**Material**
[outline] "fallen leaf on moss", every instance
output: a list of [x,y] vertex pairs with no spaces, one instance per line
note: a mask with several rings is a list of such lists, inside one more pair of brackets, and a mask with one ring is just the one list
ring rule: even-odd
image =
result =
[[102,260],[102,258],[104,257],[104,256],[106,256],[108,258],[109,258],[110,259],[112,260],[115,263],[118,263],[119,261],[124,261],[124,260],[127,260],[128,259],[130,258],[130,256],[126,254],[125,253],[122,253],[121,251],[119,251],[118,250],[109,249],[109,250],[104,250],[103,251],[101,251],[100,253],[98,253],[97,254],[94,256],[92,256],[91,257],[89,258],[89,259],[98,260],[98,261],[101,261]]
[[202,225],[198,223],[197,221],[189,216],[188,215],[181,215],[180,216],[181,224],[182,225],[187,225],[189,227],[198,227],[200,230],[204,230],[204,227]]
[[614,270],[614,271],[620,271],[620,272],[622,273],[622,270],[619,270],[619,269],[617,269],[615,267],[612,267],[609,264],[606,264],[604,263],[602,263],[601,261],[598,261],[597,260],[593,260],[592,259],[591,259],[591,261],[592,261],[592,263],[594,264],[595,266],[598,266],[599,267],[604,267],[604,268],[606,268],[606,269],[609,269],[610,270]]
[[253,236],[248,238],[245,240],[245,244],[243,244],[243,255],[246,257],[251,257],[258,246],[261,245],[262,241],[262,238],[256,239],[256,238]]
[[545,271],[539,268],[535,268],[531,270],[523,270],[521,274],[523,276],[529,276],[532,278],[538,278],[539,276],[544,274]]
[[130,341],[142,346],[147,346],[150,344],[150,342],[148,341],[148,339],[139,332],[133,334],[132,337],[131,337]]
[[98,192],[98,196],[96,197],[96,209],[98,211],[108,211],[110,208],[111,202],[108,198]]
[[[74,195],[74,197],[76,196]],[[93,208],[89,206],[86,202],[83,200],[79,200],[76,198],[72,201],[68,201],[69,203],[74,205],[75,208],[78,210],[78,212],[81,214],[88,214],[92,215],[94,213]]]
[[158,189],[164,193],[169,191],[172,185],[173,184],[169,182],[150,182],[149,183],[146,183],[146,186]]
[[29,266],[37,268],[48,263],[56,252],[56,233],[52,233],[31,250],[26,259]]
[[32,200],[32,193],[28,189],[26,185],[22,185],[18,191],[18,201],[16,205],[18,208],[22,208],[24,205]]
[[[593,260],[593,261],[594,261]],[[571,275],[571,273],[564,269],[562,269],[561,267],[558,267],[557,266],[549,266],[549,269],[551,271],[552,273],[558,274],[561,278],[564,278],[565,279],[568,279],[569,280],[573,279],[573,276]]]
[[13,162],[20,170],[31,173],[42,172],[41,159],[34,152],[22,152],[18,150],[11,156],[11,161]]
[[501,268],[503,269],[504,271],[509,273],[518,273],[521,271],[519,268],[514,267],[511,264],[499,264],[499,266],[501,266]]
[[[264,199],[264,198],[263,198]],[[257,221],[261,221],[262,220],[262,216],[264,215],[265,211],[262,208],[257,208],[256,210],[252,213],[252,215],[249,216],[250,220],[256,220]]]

**Exercise brief**
Arrange the entries from their first line to the line with "ring rule: even-odd", both ends included, as a JSON list of strings with one string per line, leaving out any blank lines.

**Response**
[
  "[outline] \"fallen leaf on moss\", every instance",
  "output: a list of [x,y] vertex pairs with no spaces, one instance per line",
  "note: a mask with several rings is a list of such lists, inside one more pair of brackets, and a mask with one ring is just the one list",
  "ring rule: even-odd"
]